**Quoted passage**
Dmitry Yuryevich Soin (; born 7 August 1969) is a Transnistrian sociologist and politician.

Biography
Dmitry Soin was born on 7 August 1969 in the city of Tiraspol, in the Moldavian SSR of the Soviet Union. He fought in the Transnistria War and afterwards served in the Armed Forces of Transnistria from 1993 to 2007, retiring with the rank of lieutenant colonel.

In 1994, Moldovan authorities brought criminal charges of murder against Soin, who killed a Tiraspol resident with a service weapon in a claimed act of self-defense. Soin was declared an internationally wanted suspect by Interpol in 2004.

From 2010 to 2015, Soin was a member of the Supreme Council of Transnistria, representing his party, Proriv. He was also director of the Che Guevara School of Political Leadership.

**Stored rows**
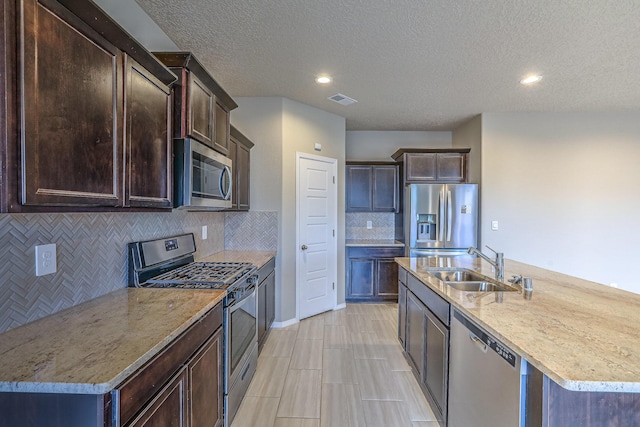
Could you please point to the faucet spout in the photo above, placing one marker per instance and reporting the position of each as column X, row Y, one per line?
column 497, row 263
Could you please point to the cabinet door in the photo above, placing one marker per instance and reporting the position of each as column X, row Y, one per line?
column 222, row 128
column 242, row 165
column 437, row 361
column 262, row 312
column 233, row 149
column 271, row 298
column 415, row 338
column 148, row 175
column 206, row 393
column 358, row 188
column 200, row 111
column 385, row 189
column 420, row 167
column 387, row 278
column 168, row 407
column 402, row 313
column 71, row 86
column 451, row 167
column 361, row 275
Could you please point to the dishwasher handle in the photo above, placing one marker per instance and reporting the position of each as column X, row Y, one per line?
column 478, row 342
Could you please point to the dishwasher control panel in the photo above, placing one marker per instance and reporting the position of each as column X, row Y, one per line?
column 495, row 345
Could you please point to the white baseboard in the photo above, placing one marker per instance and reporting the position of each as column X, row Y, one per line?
column 280, row 325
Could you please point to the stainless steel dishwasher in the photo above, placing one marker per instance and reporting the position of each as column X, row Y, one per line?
column 487, row 381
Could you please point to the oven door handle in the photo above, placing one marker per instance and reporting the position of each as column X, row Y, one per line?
column 238, row 304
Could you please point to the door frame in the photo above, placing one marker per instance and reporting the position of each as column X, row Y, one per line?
column 334, row 164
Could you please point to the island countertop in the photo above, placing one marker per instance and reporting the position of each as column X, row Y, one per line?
column 584, row 336
column 93, row 347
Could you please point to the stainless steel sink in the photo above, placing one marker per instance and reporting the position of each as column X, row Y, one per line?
column 470, row 281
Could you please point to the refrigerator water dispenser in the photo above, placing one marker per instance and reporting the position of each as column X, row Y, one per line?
column 427, row 224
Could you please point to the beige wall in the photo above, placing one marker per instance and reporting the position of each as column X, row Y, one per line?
column 566, row 190
column 283, row 127
column 380, row 145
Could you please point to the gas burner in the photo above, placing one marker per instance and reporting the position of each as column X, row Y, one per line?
column 202, row 275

**Given problem**
Repeat, word for word, the part of the Dmitry Soin biography above between "From 2010 to" and "of Political Leadership.", inclusive.

**Full response**
From 2010 to 2015, Soin was a member of the Supreme Council of Transnistria, representing his party, Proriv. He was also director of the Che Guevara School of Political Leadership.